EXERCISE DIRECTIONS: I'd like the entries that follow repeated exactly, with the pictures left out.

THE DATA:
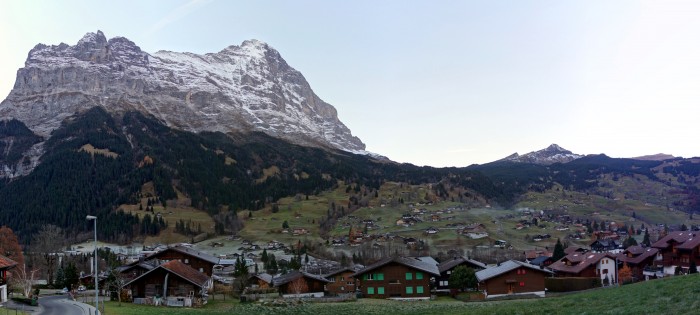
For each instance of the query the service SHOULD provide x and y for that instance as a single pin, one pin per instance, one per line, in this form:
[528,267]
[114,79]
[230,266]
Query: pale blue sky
[441,83]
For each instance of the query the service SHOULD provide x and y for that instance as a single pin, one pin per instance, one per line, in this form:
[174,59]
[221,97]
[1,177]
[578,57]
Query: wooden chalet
[639,259]
[607,246]
[446,267]
[5,265]
[173,283]
[300,284]
[261,280]
[341,281]
[397,278]
[588,265]
[676,251]
[198,260]
[512,278]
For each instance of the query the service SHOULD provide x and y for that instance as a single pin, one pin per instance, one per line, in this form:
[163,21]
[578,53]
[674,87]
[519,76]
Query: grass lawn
[676,295]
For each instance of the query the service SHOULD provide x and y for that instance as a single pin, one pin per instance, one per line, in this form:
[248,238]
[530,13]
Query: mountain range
[87,126]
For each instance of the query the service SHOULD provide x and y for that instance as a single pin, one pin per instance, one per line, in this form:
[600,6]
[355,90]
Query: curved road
[63,305]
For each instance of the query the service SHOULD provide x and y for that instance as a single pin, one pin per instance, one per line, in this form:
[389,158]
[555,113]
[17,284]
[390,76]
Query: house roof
[504,267]
[454,262]
[289,277]
[411,262]
[193,252]
[6,263]
[574,249]
[678,237]
[263,276]
[581,260]
[181,270]
[639,254]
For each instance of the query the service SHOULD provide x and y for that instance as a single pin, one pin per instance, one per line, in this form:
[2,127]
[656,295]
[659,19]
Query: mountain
[550,155]
[655,157]
[241,89]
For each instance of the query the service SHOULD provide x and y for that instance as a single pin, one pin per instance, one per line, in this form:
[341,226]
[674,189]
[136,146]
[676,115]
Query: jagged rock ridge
[239,89]
[550,155]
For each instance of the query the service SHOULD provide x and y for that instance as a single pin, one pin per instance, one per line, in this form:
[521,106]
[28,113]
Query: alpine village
[208,184]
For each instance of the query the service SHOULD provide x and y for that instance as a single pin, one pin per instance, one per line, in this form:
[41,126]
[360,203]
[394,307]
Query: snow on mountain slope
[239,89]
[550,155]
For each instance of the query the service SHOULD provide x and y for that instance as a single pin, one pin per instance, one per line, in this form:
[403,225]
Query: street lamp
[94,218]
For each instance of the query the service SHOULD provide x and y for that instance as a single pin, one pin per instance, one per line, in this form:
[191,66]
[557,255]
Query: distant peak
[91,38]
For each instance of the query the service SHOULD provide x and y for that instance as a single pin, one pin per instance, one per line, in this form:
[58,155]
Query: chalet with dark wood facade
[300,284]
[638,258]
[588,265]
[5,265]
[512,278]
[198,260]
[398,278]
[341,282]
[446,267]
[172,283]
[676,251]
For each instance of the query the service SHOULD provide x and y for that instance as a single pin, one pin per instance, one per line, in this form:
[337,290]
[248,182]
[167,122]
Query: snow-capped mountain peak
[549,155]
[242,88]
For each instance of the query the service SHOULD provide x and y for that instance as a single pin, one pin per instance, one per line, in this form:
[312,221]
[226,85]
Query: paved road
[63,305]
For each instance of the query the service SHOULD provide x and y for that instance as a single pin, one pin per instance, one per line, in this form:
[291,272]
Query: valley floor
[676,295]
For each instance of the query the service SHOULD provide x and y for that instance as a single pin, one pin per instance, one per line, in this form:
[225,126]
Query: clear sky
[441,83]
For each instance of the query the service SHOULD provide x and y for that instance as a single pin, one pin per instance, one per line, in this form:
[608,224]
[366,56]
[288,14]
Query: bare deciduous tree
[47,244]
[298,286]
[24,280]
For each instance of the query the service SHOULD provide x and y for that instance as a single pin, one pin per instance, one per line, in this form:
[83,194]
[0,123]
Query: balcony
[653,272]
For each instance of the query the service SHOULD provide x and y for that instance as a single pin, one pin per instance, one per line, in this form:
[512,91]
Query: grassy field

RESPONSE TO THIS EXERCISE:
For each instance of the query the service SHOULD provide x and y for that instance as a single pin, one pin per instance, one per line, in this form:
[528,267]
[114,79]
[230,266]
Query: pale blue sky
[441,83]
For each instance of the query the service SHOULD provide x and y for that instance as a single pin, one pin per instance, one per line, in this form:
[174,59]
[221,97]
[1,177]
[578,57]
Query: wooden chalet
[639,259]
[607,246]
[446,267]
[5,265]
[173,283]
[300,284]
[261,280]
[341,281]
[397,278]
[588,265]
[676,251]
[198,260]
[512,278]
For each instance of the query the service SHOULD provide x and y for that instance as a single pin, one pin per instance, one per line, in this form:
[163,21]
[578,53]
[674,87]
[519,76]
Query: grass lawn
[676,295]
For each instance of the query the service SHOULD provide x and y for that instance as a single pin, one pin per instance, one per line, in this form:
[248,238]
[530,13]
Query: mountain range
[87,126]
For each instance of the query the service SHOULD provide x and y for that instance as a single pin, one pin per instance, one per line, in this form:
[600,6]
[355,90]
Query: curved road
[63,305]
For each instance of the query the service SHOULD provide x and y for that instance as a single pin, one pin per instance, one per line, in this form:
[389,158]
[555,113]
[17,284]
[390,76]
Query: house roof
[504,267]
[454,262]
[289,277]
[411,262]
[193,252]
[6,263]
[574,249]
[678,237]
[263,276]
[581,260]
[181,270]
[639,254]
For each instance of the query the service SHOULD provide x and y for that instance as a single pin, one pin per instance, one per line, in this form:
[2,127]
[656,295]
[659,19]
Query: mountain
[550,155]
[655,157]
[241,89]
For each instance of the query the service SHOULD provide x and y for that instance as a single pin, one pin per instance, one per line, in this form:
[341,226]
[674,189]
[136,146]
[676,115]
Query: jagged rock ridge
[239,89]
[550,155]
For each instance of the query the service SHOULD provide x and y for that instance as a single pin, one pin per instance, one per line, in this form:
[521,106]
[28,113]
Query: alpine village
[208,184]
For each instance of the query the service SHOULD provide x and y for that instance as a single pin, one pin per instance, one per line, in this form:
[41,126]
[360,203]
[394,307]
Query: snow on mountain slope
[239,89]
[550,155]
For each instance of the query the service SHOULD provide x and y for that instance as a single pin, one pin per instance, one per line, in this form:
[403,225]
Query: street lamp
[94,218]
For each instance of the query the service SHOULD provide x and y for that instance as a single pin, one pin per instance, one per line, in this form:
[191,66]
[557,255]
Query: distant peak
[91,38]
For each instance of the query the service SHOULD provide x and y for that instance as a single pin, one pin per instance, one per line, in this form:
[58,155]
Query: chalet with dark wood facade
[300,284]
[638,258]
[588,265]
[5,265]
[512,278]
[198,260]
[398,278]
[341,282]
[446,267]
[172,283]
[676,251]
For each instance of the query the service SHOULD provide x and y for that instance as a single pin, one pin per instance, one per line, in this form:
[337,290]
[248,182]
[167,122]
Query: snow-capped mountain peak
[549,155]
[242,88]
For each instance of the query the service SHOULD provide x and y for that instance as a single pin, one pin per instance, one per line, in this form:
[312,221]
[226,85]
Query: paved road
[63,305]
For each instance of the query the service SHOULD provide x and y for that instance as a single pin, one pin per instance, one per line, in this form:
[291,272]
Query: valley floor
[676,295]
For each instance of the query the service SHOULD provide x and y for that instance as a single pin, one pin per instance, one per line, in this form:
[225,126]
Query: clear sky
[441,83]
For each instance of the query the service SHOULD provide x and y for that instance as a single pin, one pin per instance, one per line, in this form:
[608,224]
[366,56]
[288,14]
Query: bare deciduous tree
[47,244]
[298,286]
[24,280]
For each instance of the query the service SHOULD provide x and y for that instance as a single pin, one pin per instance, one per line, in this form:
[83,194]
[0,123]
Query: balcony
[653,272]
For each instance of the query the service SHOULD provide x and y for that instance as a single pin, one pin per instance, one per line, in this form:
[512,91]
Query: grassy field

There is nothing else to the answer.